══ EXTRACT PROVIDED ══
Ginobili participated in Tuesday’s practice and is expected to return during March, perhaps as early as next week. Nevertheless, Miller is seen as an important addition. He is expected to make his Spurs debut in Wednesday night’s game against the Detroit Pistons at the AT&T Center.
The Spurs signed Miller to a contract on Monday when he cleared waivers after being bought out of his contract by the Minnesota Timberwolves. He is 37 days older than Spurs captain Tim Duncan and will turn 40 on March 19 but his game never has been built around athleticism. Rather, he has played 17 productive seasons in the NBA by understanding how to play and leveraging his passing and shooting skills. Regarded as one of the best lob passers in league history, he once beat the Spurs by lobbing an in-bounds pass to his Trail Blazers teammate, Nicolas Batum, who caught the pass (thrown perfectly over the arms of Tony Parker) and dropped it softly into the basket just ahead of the final buzzer.
Miller’s memory of the play?
“We won,” he said after Tuesday’s practice session. “That was the main thing. That was an exciting time. It was a fun environment in Portland. Me and Tony have battled for a long time.”
═══
▶ [COMPLETE THE FOLLOWING]
1. In the Spurs article, change "Trail Blazers" to "Portland" and write out the part from "The Spurs signed" to "of the play?" with that change.
2. List every basketball player the Spurs article mentions by name.
══ DATA EXCERPT ══
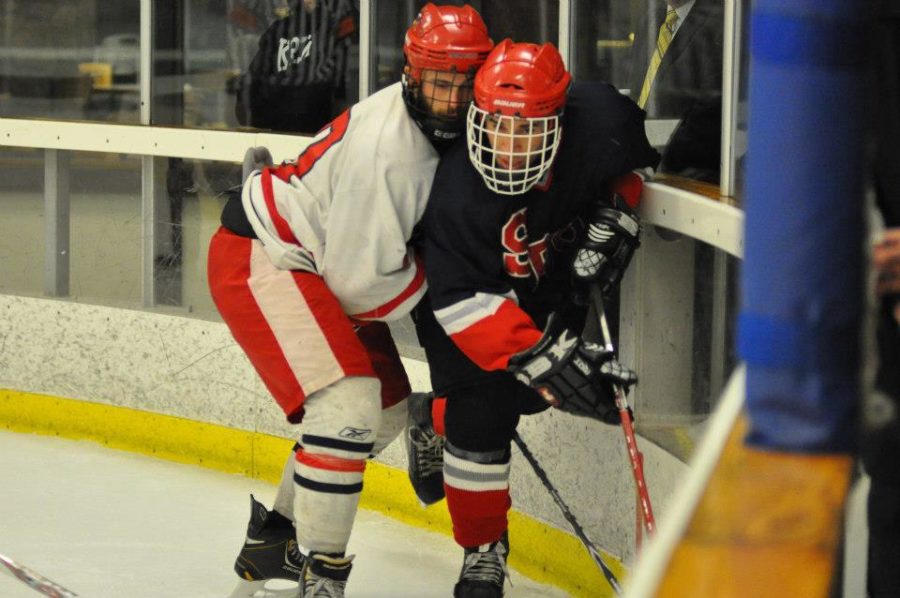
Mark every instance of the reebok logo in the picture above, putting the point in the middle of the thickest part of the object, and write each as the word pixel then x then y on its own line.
pixel 354 433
═══
▶ [FINAL RESULTS]
1.
The Spurs signed Miller to a contract on Monday when he cleared waivers after being bought out of his contract by the Minnesota Timberwolves. He is 37 days older than Spurs captain Tim Duncan and will turn 40 on March 19 but his game never has been built around athleticism. Rather, he has played 17 productive seasons in the NBA by understanding how to play and leveraging his passing and shooting skills. Regarded as one of the best lob passers in league history, he once beat the Spurs by lobbing an in-bounds pass to his Portland teammate, Nicolas Batum, who caught the pass (thrown perfectly over the arms of Tony Parker) and dropped it softly into the basket just ahead of the final buzzer.
Miller’s memory of the play?

2.
Ginobili
Miller
Tim Duncan
Nicolas Batum
Tony Parker